Excerpt

* * * * * * *

Let's begin with a histogram that counts the amount of times something appears in each one column (the x axis). Let's also colour by season (hue=), and layer the different seasons ontop of each other (multiple="layer").

In [None]:
sns.histplot(              
    data=gap,         
    x="lifeExp",
    hue="continent", 
    multiple="layer",
    bins=20
);

A kernel density estimate (KDE) plot is a method for visualizing the distribution of observations in a dataset, analagous to a histogram.

In [None]:
sns.kdeplot(data=gap, x="lifeExp", hue="year");

Let's make the same scatterplot we did above using seaborn. We use a `relplot`, which takes x and y strings for arguments, as well as a kind argument which should either be "scatter" or "line".
We take into account two dimentions - the life expectancy and gdp per capita - while applying colours according to continent.

In [None]:
sns.relplot (
    data=gap,
    kind="scatter",
    x="lifeExp",
    y="gdpPercap",
    hue="continent"
);

Finally, if we want scatterplots for all continents separately, we can do that using [FacetGrid](https://seaborn.pydata.org/generated/seaborn.FacetGrid.html).

In [None]:
scatterplot_facet = sns.FacetGrid(gap, col = "continent", 
                                  col_wrap = 3, height = 4, sharex = False)
scatterplot_facet.map(plt.scatter, "lifeExp", "gdpPercap", marker = ".");

* * * * * * *

The data
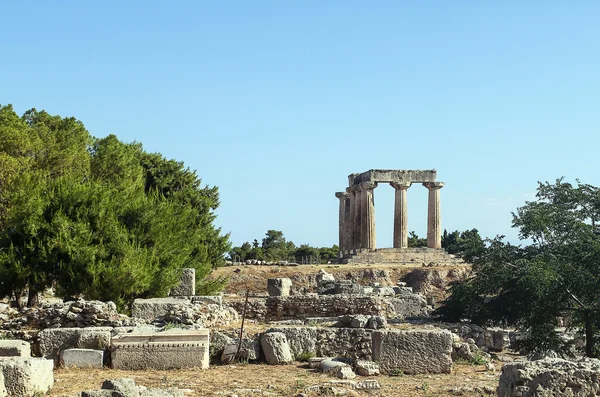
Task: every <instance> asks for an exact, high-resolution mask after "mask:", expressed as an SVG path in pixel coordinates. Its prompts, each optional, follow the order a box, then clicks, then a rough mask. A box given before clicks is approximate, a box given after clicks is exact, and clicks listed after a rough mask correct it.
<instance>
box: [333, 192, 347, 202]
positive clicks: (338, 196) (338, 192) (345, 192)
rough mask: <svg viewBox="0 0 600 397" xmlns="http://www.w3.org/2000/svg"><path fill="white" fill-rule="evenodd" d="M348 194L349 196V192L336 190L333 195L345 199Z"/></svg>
mask: <svg viewBox="0 0 600 397" xmlns="http://www.w3.org/2000/svg"><path fill="white" fill-rule="evenodd" d="M348 196H350V193H347V192H336V193H335V197H337V198H339V199H340V200H342V199H345V198H347V197H348Z"/></svg>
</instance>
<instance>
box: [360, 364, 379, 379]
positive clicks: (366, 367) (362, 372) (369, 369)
mask: <svg viewBox="0 0 600 397" xmlns="http://www.w3.org/2000/svg"><path fill="white" fill-rule="evenodd" d="M356 373H358V374H359V375H360V376H373V375H379V365H377V364H376V363H374V362H373V361H366V360H357V361H356Z"/></svg>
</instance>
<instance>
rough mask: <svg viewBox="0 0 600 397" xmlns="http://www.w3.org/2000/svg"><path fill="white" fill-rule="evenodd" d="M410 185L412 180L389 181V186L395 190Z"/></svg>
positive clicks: (397, 189) (407, 188)
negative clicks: (410, 181) (391, 187)
mask: <svg viewBox="0 0 600 397" xmlns="http://www.w3.org/2000/svg"><path fill="white" fill-rule="evenodd" d="M411 185H412V182H390V186H391V187H393V188H394V189H396V190H406V189H408V188H409V187H410V186H411Z"/></svg>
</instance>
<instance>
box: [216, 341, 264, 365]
mask: <svg viewBox="0 0 600 397" xmlns="http://www.w3.org/2000/svg"><path fill="white" fill-rule="evenodd" d="M238 347H239V349H240V351H239V355H238V357H237V358H238V359H242V360H245V361H250V360H258V358H259V357H260V339H247V338H246V339H242V344H241V346H240V345H239V339H232V340H231V342H230V343H229V344H228V345H227V346H225V348H224V349H223V353H222V354H221V364H228V363H230V362H231V361H233V359H234V356H235V355H236V353H238Z"/></svg>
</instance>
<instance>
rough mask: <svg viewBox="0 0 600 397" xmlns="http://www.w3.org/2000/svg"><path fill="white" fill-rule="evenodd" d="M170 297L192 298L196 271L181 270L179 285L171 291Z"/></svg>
mask: <svg viewBox="0 0 600 397" xmlns="http://www.w3.org/2000/svg"><path fill="white" fill-rule="evenodd" d="M170 295H171V296H194V295H196V269H194V268H183V269H181V278H180V283H179V285H177V286H175V287H173V289H171V293H170Z"/></svg>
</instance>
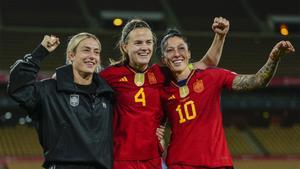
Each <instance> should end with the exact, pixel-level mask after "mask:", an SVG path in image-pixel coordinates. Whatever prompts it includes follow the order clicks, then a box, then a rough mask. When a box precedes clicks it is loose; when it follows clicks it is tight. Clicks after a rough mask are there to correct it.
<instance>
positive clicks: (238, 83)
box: [232, 59, 279, 91]
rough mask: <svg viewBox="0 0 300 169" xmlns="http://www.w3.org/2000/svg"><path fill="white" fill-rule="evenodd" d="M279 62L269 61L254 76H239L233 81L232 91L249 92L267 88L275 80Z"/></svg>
mask: <svg viewBox="0 0 300 169" xmlns="http://www.w3.org/2000/svg"><path fill="white" fill-rule="evenodd" d="M278 63H279V61H274V60H272V59H268V61H267V63H266V64H265V65H264V66H263V67H262V68H261V69H260V70H259V71H258V72H257V73H256V74H252V75H238V76H236V77H235V79H234V80H233V84H232V89H233V90H234V91H247V90H252V89H257V88H261V87H265V86H267V85H268V83H269V82H270V81H271V79H272V78H273V76H274V74H275V72H276V69H277V66H278Z"/></svg>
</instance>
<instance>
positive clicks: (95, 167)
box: [46, 164, 107, 169]
mask: <svg viewBox="0 0 300 169" xmlns="http://www.w3.org/2000/svg"><path fill="white" fill-rule="evenodd" d="M46 169H107V168H105V167H101V166H97V165H93V164H91V165H90V164H51V165H50V166H49V167H46Z"/></svg>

* * * * * * *

Problem requirements
Please copy the seaborn excerpt word for word, starting with "Finally, if we" and going on through "sharex = False)". None of the lines have any bearing on this.

Response below
Finally, if we want scatterplots for all continents separately, we can do that using [FacetGrid](https://seaborn.pydata.org/generated/seaborn.FacetGrid.html).

In [None]:
scatterplot_facet = sns.FacetGrid(gap, col = "continent", 
                                  col_wrap = 3, height = 4, sharex = False)